#### [Natural-language object grounding data]

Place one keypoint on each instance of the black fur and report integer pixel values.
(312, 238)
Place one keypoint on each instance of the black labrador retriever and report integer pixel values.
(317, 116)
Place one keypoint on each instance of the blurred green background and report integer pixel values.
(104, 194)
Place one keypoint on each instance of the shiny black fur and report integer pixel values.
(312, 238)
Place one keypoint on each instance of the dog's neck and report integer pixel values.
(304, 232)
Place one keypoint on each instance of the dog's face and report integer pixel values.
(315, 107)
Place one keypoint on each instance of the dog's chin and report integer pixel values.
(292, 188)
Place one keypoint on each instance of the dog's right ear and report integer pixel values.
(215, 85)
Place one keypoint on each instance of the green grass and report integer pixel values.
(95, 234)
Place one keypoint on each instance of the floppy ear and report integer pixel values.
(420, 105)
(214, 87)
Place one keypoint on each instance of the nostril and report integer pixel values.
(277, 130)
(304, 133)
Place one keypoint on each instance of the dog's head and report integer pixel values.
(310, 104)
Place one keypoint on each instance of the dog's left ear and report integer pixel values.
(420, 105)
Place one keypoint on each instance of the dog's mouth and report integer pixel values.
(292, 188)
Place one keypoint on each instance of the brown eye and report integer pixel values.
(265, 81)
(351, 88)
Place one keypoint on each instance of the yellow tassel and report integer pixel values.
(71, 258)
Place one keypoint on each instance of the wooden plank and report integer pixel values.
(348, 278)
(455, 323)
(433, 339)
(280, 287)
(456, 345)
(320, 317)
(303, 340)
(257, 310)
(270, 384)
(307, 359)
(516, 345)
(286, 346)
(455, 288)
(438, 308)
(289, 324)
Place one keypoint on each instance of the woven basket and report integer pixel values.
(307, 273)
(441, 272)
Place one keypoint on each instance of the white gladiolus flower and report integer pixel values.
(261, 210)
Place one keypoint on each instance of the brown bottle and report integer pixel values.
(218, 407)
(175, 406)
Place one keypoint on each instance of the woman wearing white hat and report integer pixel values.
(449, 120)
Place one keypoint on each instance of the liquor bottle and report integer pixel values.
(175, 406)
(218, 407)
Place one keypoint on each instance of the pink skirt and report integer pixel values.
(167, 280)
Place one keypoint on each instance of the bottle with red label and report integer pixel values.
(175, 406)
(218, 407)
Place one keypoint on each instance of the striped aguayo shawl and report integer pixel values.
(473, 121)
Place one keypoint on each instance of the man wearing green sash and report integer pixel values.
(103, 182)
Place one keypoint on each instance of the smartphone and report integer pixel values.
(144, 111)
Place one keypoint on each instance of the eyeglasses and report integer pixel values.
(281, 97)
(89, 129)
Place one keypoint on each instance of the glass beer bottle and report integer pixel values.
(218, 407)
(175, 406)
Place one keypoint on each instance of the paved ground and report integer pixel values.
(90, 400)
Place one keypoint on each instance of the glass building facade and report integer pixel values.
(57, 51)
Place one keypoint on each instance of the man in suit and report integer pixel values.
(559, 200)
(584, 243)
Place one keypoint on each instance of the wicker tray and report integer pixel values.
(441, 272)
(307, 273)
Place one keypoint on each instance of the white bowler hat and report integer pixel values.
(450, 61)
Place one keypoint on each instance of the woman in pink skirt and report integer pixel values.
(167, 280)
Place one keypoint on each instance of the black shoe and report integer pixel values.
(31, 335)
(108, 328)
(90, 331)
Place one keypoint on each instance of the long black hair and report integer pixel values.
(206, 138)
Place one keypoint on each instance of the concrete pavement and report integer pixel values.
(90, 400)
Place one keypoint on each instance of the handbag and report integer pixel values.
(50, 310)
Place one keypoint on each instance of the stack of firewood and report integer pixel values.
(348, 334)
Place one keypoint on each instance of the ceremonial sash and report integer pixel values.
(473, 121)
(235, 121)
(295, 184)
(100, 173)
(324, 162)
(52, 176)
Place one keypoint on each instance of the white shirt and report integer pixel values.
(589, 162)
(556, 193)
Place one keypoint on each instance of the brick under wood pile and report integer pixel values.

#### [WHAT NEEDS TO BE DONE]
Write the entries again, exactly as they stand.

#### [RESULT]
Place one keypoint on each instance of the black fur and report integer pixel values.
(312, 238)
Place one keypoint on each instance of the black labrador retriever and report integer pixel values.
(317, 116)
Place one keypoint on each instance of the blurred green background and report integer pixel values.
(104, 194)
Place one keypoint on each instance of the shiny black fur and report integer pixel values.
(312, 238)
Place one keypoint on each instance of the dog's neck and report integer pixel values.
(304, 232)
Place one keypoint on each instance of the dog's face and report integer pixel values.
(315, 107)
Place one keypoint on each instance of the dog's chin and report integer pixel values.
(292, 188)
Place one keypoint on each instance of the dog's right ear and report integer pixel values.
(215, 85)
Place one keypoint on each instance of the green grass and report integer pixel values.
(95, 234)
Place one keypoint on each instance of the floppy ear and report integer pixel values.
(420, 105)
(214, 87)
Place one keypoint on each instance of the nostril and report integer pixel values.
(277, 130)
(304, 133)
Place one keypoint on each instance of the dog's head and report integer pixel values.
(310, 104)
Place one keypoint on each instance of the dog's left ear and report integer pixel values.
(420, 105)
Place one keypoint on each instance of the dog's mouth and report integer pixel values.
(292, 188)
Place one keypoint on each instance of the brown eye and report integer pixel values.
(265, 81)
(351, 88)
Place one keypoint on each instance of the yellow tassel and report integer pixel values.
(71, 258)
Place one keypoint on each instance of the wooden plank and report integer pixel values.
(348, 278)
(455, 323)
(433, 339)
(280, 287)
(456, 345)
(320, 317)
(303, 340)
(257, 310)
(270, 384)
(307, 359)
(516, 345)
(286, 346)
(455, 288)
(438, 308)
(289, 324)
Place one keypoint on each instance of the woven basket and report integer pixel values.
(307, 273)
(441, 272)
Place one keypoint on each instance of the white gladiolus flower and report integer pixel values.
(261, 210)
Place one keypoint on each instance of the brown bottle and report integer pixel values.
(218, 407)
(175, 406)
Place one keypoint on each instance of the woman wearing white hat and report integer pixel values.
(449, 120)
Place one keypoint on each instance of the liquor bottle and report integer pixel values.
(175, 406)
(218, 407)
Place one keypoint on each instance of the pink skirt and report integer pixel values.
(167, 280)
Place one keypoint on each instance of the bottle with red label and report integer pixel values.
(175, 406)
(218, 407)
Place one keypoint on each instance of the striped aguayo shawl and report integer pixel values.
(473, 121)
Place one keypoint on each instance of the man wearing green sash and report integer pixel values.
(103, 182)
Place one keypoint on each instance of the smartphone and report integer pixel values.
(144, 111)
Place one keypoint on each instance of the eyeglasses and report integer pixel values.
(281, 97)
(89, 129)
Place one keypoint on each instance of the glass beer bottle and report integer pixel values.
(218, 407)
(175, 406)
Place one keypoint on each instance of the paved ground and report integer pixel values.
(90, 400)
Place one keypoint on each instance of the glass building facade and report integer pixel values.
(57, 51)
Place one keypoint on each instance of the man in suit and report integer pixel values.
(559, 200)
(584, 243)
Place one keypoint on each instance of the wicker tray and report integer pixel values.
(441, 272)
(307, 273)
Place one keypoint on each instance of the white bowler hat and report integer pixel values.
(450, 61)
Place one keypoint on each instance of the woman in pink skirt and report integer pixel values.
(167, 280)
Place one keypoint on each instance of the black shoe and report integer pixel values.
(31, 335)
(108, 328)
(90, 331)
Place one keypoint on each instance of the long black hair and report integer pixel values.
(206, 138)
Place one keypoint on each instance of the concrete pavement and report integer pixel values.
(90, 400)
Place one keypoint on each instance of the handbag and report integer pixel values.
(50, 310)
Place one keypoint on each instance of the stack of firewood and report integer pixel values.
(348, 334)
Place one keypoint on each instance of the ceremonial sash and report integer pixel values.
(473, 121)
(235, 121)
(295, 184)
(100, 173)
(324, 162)
(52, 176)
Place one keypoint on each instance of the white shirt and report integer pixel values.
(589, 162)
(556, 193)
Place one keypoint on each instance of the brick under wood pile and report integer pixel values.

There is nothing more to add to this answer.